* TASK DETAILS
Copy the Schwartz Rounds text between "Schwartz Rounds help" and "communication between colleagues.", inclusive, swapping each "colleagues" for "coworkers".

* SOURCE EXTRACT
Schwartz Rounds help staff because they reduce the feelings of stress and isolation which make it more difficult to provide compassionate care to patients. Schwartz Rounds also foster a greater sense of collaboration with colleagues because the stories that are shared during Rounds remind staff of their shared motivation to help their patients.
Evidence shows that Schwartz Rounds reduce professional hierarchies and improve communication between colleagues.
Staff who regularly attend Schwartz Rounds feel less stressed and isolated at work. Listening to colleagues describe the challenges of their work helps to normalise emotions, which are part and parcel of working in healthcare but are often kept under the surface.
This shared understanding manifests in improved communication between colleagues and a greater sense of teamwork. Discussing the personal impact of working in healthcare reduces the sense of hierarchy that exists between staff. Seeing beyond the professional identity of their colleagues allows staff to feel more connected to one another.
Participation in Rounds also helps to provide staff with greater insight into how all colleagues, regardless of role, play a vital part in the patient journey.

* INFORMATION GIVEN
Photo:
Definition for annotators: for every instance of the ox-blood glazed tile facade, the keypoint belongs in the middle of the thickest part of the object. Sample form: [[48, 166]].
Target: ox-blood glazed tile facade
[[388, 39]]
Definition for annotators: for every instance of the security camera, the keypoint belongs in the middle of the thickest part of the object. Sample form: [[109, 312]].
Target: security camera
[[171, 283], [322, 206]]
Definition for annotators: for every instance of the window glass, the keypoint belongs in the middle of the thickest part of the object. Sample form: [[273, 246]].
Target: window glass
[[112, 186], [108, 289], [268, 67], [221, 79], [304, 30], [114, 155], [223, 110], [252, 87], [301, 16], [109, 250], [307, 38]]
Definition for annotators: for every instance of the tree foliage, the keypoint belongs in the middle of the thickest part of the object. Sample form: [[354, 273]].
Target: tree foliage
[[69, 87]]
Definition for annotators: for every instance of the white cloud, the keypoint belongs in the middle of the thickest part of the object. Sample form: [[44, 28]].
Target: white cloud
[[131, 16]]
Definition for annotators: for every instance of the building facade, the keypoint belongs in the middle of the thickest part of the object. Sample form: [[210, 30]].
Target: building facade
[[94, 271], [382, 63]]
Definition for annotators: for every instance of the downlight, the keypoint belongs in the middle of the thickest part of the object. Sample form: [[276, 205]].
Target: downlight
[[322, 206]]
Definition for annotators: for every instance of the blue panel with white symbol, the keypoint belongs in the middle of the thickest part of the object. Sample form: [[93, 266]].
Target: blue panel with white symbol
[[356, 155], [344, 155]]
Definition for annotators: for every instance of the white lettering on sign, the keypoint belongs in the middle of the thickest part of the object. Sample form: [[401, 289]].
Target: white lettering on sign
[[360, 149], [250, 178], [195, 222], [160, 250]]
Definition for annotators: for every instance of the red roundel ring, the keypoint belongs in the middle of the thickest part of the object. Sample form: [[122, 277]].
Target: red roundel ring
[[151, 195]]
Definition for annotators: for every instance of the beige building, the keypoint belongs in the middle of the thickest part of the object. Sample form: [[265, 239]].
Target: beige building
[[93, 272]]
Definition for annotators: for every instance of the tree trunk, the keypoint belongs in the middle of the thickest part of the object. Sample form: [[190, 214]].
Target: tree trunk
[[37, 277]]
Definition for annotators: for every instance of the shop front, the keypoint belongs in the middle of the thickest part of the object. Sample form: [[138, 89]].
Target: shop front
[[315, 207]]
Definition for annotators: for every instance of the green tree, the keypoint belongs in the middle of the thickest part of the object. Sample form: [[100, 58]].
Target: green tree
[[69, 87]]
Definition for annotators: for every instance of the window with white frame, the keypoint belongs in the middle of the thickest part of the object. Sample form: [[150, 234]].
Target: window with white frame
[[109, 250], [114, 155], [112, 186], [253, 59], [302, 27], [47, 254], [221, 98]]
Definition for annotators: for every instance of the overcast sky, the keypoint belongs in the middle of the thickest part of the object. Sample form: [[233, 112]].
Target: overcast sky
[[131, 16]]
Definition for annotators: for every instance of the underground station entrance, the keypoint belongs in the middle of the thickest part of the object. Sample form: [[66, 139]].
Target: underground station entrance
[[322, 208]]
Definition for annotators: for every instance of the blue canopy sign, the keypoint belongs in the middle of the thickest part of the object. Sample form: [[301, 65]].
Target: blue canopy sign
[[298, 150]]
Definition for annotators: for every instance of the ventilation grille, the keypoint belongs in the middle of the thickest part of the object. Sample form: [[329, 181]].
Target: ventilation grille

* RESPONSE AREA
Schwartz Rounds help staff because they reduce the feelings of stress and isolation which make it more difficult to provide compassionate care to patients. Schwartz Rounds also foster a greater sense of collaboration with coworkers because the stories that are shared during Rounds remind staff of their shared motivation to help their patients.
Evidence shows that Schwartz Rounds reduce professional hierarchies and improve communication between coworkers.